* start *

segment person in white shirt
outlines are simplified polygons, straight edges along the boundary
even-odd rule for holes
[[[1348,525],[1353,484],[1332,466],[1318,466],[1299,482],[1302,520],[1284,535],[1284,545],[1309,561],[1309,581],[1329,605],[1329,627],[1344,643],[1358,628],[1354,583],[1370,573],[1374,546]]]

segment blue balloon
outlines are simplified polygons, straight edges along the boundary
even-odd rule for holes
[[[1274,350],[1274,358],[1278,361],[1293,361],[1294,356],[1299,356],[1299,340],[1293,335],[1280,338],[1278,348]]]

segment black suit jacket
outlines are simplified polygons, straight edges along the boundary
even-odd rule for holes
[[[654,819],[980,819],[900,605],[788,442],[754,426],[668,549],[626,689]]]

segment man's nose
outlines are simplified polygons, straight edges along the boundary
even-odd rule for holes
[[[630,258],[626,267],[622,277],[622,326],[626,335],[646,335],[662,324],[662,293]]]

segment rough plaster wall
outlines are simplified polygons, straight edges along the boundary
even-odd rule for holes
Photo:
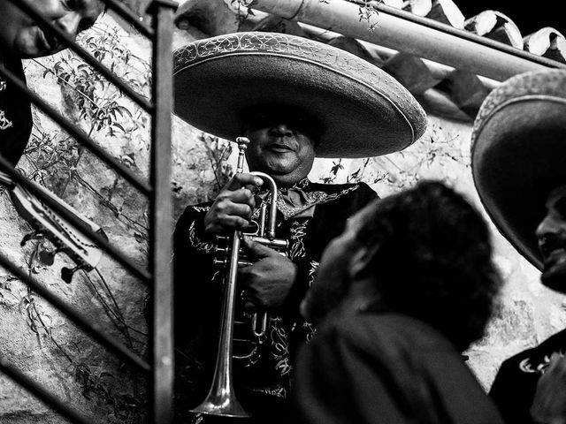
[[[149,57],[149,46],[135,34],[123,31],[111,16],[106,15],[100,25],[119,27],[119,42],[140,57]],[[194,34],[198,34],[196,31]],[[173,47],[191,40],[192,36],[187,33],[177,32]],[[50,67],[56,60],[42,63]],[[66,116],[81,122],[72,91],[57,84],[52,74],[44,76],[43,72],[44,68],[37,63],[27,62],[29,86]],[[310,177],[314,181],[330,178],[335,183],[361,179],[381,196],[409,186],[419,178],[440,178],[467,194],[483,210],[469,167],[470,125],[435,117],[430,118],[427,133],[403,153],[371,159],[367,163],[363,160],[317,160]],[[58,131],[49,119],[40,115],[35,117],[35,134],[40,130],[48,133]],[[84,126],[85,124],[81,124]],[[212,171],[211,165],[218,162],[218,152],[224,148],[222,141],[220,146],[215,145],[212,139],[203,137],[201,132],[176,117],[173,117],[172,130],[172,190],[177,218],[184,205],[203,201],[213,195],[218,187],[218,176]],[[96,132],[95,139],[134,172],[147,177],[147,138],[141,132],[136,133],[136,137],[109,137],[106,132],[106,130]],[[65,150],[65,145],[60,143]],[[30,158],[40,164],[47,163],[50,155],[54,154],[49,149],[32,152]],[[102,225],[115,246],[120,246],[138,263],[144,264],[147,251],[143,231],[143,226],[147,224],[144,199],[90,155],[85,153],[79,156],[76,150],[69,148],[67,156],[72,163],[78,161],[75,170],[80,178],[72,178],[65,185],[68,178],[62,172],[62,168],[52,166],[42,174],[45,185]],[[233,162],[234,155],[226,161],[227,166]],[[337,163],[341,167],[336,166]],[[27,173],[34,170],[34,165],[27,159],[20,162],[20,166]],[[14,211],[5,193],[0,195],[0,225],[4,229],[0,249],[16,263],[27,267],[33,245],[22,249],[19,241],[29,228]],[[566,324],[563,298],[542,287],[536,269],[522,259],[493,226],[492,230],[496,261],[506,285],[501,299],[501,307],[486,337],[468,352],[469,364],[486,388],[491,384],[503,359],[534,345]],[[85,316],[101,323],[114,337],[127,343],[123,326],[105,312],[96,294],[97,290],[111,303],[96,273],[89,274],[94,285],[80,275],[75,276],[71,284],[66,284],[60,280],[58,273],[62,266],[69,265],[65,257],[57,257],[51,267],[34,262],[32,271],[39,281],[71,302]],[[124,320],[131,327],[146,331],[142,316],[145,288],[106,257],[99,269],[116,298]],[[45,323],[44,327],[38,315]],[[11,279],[4,270],[0,270],[0,322],[3,322],[0,352],[27,375],[46,384],[66,403],[95,417],[93,422],[140,421],[144,407],[136,405],[136,401],[141,402],[143,398],[143,379],[77,330],[47,302],[29,293],[23,284]],[[143,355],[145,337],[132,330],[129,335],[134,350]],[[84,367],[89,370],[88,375],[77,372],[84,370]],[[0,423],[34,422],[65,421],[0,375]]]
[[[138,34],[125,31],[114,19],[105,15],[97,22],[93,34],[118,31],[119,43],[132,55],[148,62],[150,50]],[[175,34],[175,42],[184,43],[192,38]],[[87,132],[88,119],[80,117],[77,108],[76,86],[62,83],[52,72],[55,64],[66,52],[41,60],[25,61],[28,87],[64,116],[79,124]],[[76,64],[73,64],[76,68]],[[132,75],[139,75],[132,71]],[[72,81],[73,82],[73,81]],[[147,81],[139,81],[140,84]],[[103,95],[111,95],[108,87],[96,87]],[[135,108],[123,98],[119,102],[130,110]],[[147,201],[122,178],[117,178],[106,165],[88,151],[80,151],[57,125],[45,116],[34,111],[34,128],[31,148],[19,167],[27,175],[46,186],[60,198],[103,227],[111,242],[142,267],[147,263]],[[94,140],[112,156],[144,178],[148,177],[149,126],[142,116],[139,128],[128,135],[117,132],[109,134],[103,127],[92,132]],[[115,122],[134,124],[117,116]],[[134,125],[135,126],[135,125]],[[207,200],[216,190],[215,175],[210,170],[210,148],[202,132],[173,117],[172,181],[175,199],[174,216],[179,216],[183,205]],[[69,176],[73,174],[73,178]],[[144,357],[147,353],[146,322],[143,299],[146,287],[107,255],[98,266],[100,275],[116,300],[96,271],[88,277],[77,273],[72,284],[60,279],[60,269],[73,264],[65,255],[57,254],[55,263],[46,267],[32,261],[36,243],[23,248],[19,242],[31,232],[30,227],[15,211],[5,191],[0,195],[0,250],[16,264],[31,269],[41,284],[68,301],[76,310],[96,322],[111,336],[129,345]],[[50,247],[50,244],[47,246]],[[30,266],[32,263],[32,266]],[[108,307],[113,312],[109,312]],[[119,312],[123,319],[114,314]],[[122,321],[129,326],[126,331]],[[146,381],[139,373],[81,330],[48,302],[31,292],[27,286],[0,269],[0,354],[27,375],[42,383],[65,404],[91,418],[95,423],[142,422]],[[63,423],[66,422],[29,395],[26,390],[0,374],[0,423]]]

* end *

**What is being asked**
All of the entries above should be duplicated exactly, except for the pictures.

**Worked answer**
segment person in white shirt
outlines are simplified polygons, straight edges along the boundary
even-odd rule for holes
[[[1348,525],[1353,484],[1332,466],[1318,466],[1299,482],[1302,520],[1284,535],[1284,545],[1309,561],[1309,581],[1329,605],[1329,627],[1344,643],[1358,628],[1354,583],[1370,573],[1374,546]]]

segment blue balloon
outlines are simplified polygons, straight edges along the boundary
even-odd rule for holes
[[[1274,350],[1274,358],[1278,361],[1293,361],[1294,356],[1299,356],[1299,340],[1293,335],[1280,338],[1278,348]]]

segment black suit jacket
outlines are simplified polygons, straight edges along the boundary
even-odd rule for holes
[[[654,819],[980,819],[900,605],[788,442],[754,426],[668,549],[626,689]]]

segment man's nose
outlines are simplified polygons, straight edges along the boundary
even-odd rule for holes
[[[630,258],[626,267],[622,277],[622,326],[626,335],[646,335],[662,324],[662,293]]]

segment rough plaster wall
outlines are simplified polygons, straight edges along the boundary
even-odd rule for holes
Photo:
[[[149,57],[149,46],[135,34],[123,31],[111,16],[106,15],[100,25],[119,27],[119,42],[140,57]],[[194,34],[198,34],[196,31]],[[173,47],[191,40],[192,36],[187,33],[177,32]],[[50,67],[56,60],[42,63]],[[66,116],[81,122],[72,91],[57,84],[52,74],[44,76],[43,72],[44,68],[37,63],[27,62],[29,86]],[[310,177],[314,181],[330,178],[335,183],[361,179],[381,196],[409,186],[419,178],[440,178],[467,194],[483,210],[469,167],[470,125],[435,117],[430,118],[427,133],[403,153],[371,159],[367,163],[363,160],[317,160]],[[58,131],[49,119],[40,115],[35,117],[35,134],[40,130],[48,133]],[[84,126],[85,124],[81,124]],[[212,171],[211,165],[218,162],[218,152],[224,148],[222,141],[220,146],[215,145],[212,139],[203,137],[201,132],[176,117],[173,117],[172,130],[172,190],[177,218],[184,205],[203,201],[213,195],[218,187],[218,176]],[[96,132],[95,139],[134,172],[147,177],[147,138],[141,132],[136,133],[136,137],[109,137],[106,132],[106,130]],[[65,150],[65,145],[60,143]],[[30,158],[40,164],[47,163],[50,155],[54,154],[49,149],[32,152]],[[102,225],[115,246],[120,246],[138,263],[144,264],[147,251],[143,231],[143,226],[147,224],[144,199],[90,155],[85,153],[79,156],[76,150],[69,148],[67,156],[72,163],[78,161],[75,170],[80,178],[72,178],[65,185],[68,178],[62,172],[62,168],[52,166],[42,174],[45,185]],[[233,162],[234,155],[226,161],[227,166]],[[337,163],[341,167],[336,166]],[[27,173],[34,170],[34,165],[27,159],[20,162],[20,166]],[[14,211],[5,193],[0,195],[0,225],[4,229],[0,249],[16,263],[27,267],[33,245],[22,249],[19,241],[29,228]],[[566,324],[563,298],[542,287],[536,269],[522,259],[493,226],[492,230],[496,261],[506,285],[501,299],[501,307],[486,337],[468,352],[469,364],[486,388],[491,384],[503,359],[534,345]],[[85,316],[101,323],[114,337],[127,343],[123,326],[105,312],[96,294],[97,290],[111,303],[96,273],[89,274],[94,285],[80,275],[75,276],[71,284],[66,284],[60,280],[58,273],[62,266],[69,265],[65,257],[57,257],[51,267],[34,262],[32,271],[39,281],[71,302]],[[124,320],[131,327],[146,331],[142,316],[145,288],[106,257],[99,269],[116,298]],[[45,323],[44,327],[38,315]],[[11,279],[4,270],[0,270],[0,322],[3,322],[0,352],[27,375],[46,384],[66,403],[95,417],[93,422],[140,421],[144,407],[136,405],[136,401],[141,402],[143,398],[143,379],[77,330],[47,302],[29,293],[23,284]],[[143,355],[145,337],[132,330],[129,335],[134,350]],[[84,367],[89,370],[88,375],[77,372],[84,370]],[[0,423],[34,422],[65,421],[0,375]]]
[[[138,34],[125,31],[114,19],[105,15],[97,22],[93,34],[118,31],[119,43],[132,55],[148,62],[150,50]],[[175,34],[175,42],[184,43],[192,38]],[[87,132],[88,119],[80,117],[77,108],[76,86],[62,83],[52,72],[55,64],[66,52],[41,60],[25,61],[28,87],[64,116],[79,124]],[[76,64],[73,64],[76,68]],[[132,75],[139,75],[132,71]],[[72,81],[73,82],[73,81]],[[147,81],[139,81],[140,84]],[[103,95],[111,95],[108,87],[96,87]],[[135,108],[123,98],[119,102],[130,110]],[[147,201],[122,178],[117,178],[106,165],[88,151],[80,151],[57,125],[45,116],[34,111],[34,128],[31,148],[19,167],[27,175],[46,186],[60,198],[103,227],[111,242],[142,267],[147,263]],[[94,140],[112,156],[144,178],[148,177],[149,126],[142,116],[139,128],[128,135],[117,132],[109,134],[103,127],[92,132]],[[115,122],[134,124],[117,116]],[[134,125],[135,126],[135,125]],[[207,200],[216,190],[215,175],[210,170],[210,148],[202,132],[173,117],[172,181],[175,199],[174,216],[179,216],[183,205]],[[69,176],[73,174],[73,178]],[[144,357],[147,353],[146,322],[143,299],[146,287],[107,255],[98,266],[100,275],[116,300],[96,271],[88,277],[77,273],[72,284],[60,279],[60,269],[73,264],[65,255],[57,254],[55,263],[46,267],[32,261],[36,243],[23,248],[19,242],[31,232],[30,227],[15,211],[5,191],[0,195],[0,250],[16,264],[31,269],[41,284],[68,301],[76,310],[96,322],[111,336],[129,345]],[[50,247],[50,244],[47,246]],[[30,266],[32,263],[32,266]],[[108,307],[113,312],[109,312]],[[119,312],[123,319],[114,314]],[[122,321],[129,326],[126,331]],[[146,381],[139,373],[81,330],[48,302],[31,292],[27,286],[0,269],[0,354],[27,375],[42,383],[65,404],[91,418],[95,423],[142,422]],[[63,423],[66,422],[29,395],[26,390],[0,374],[0,423]]]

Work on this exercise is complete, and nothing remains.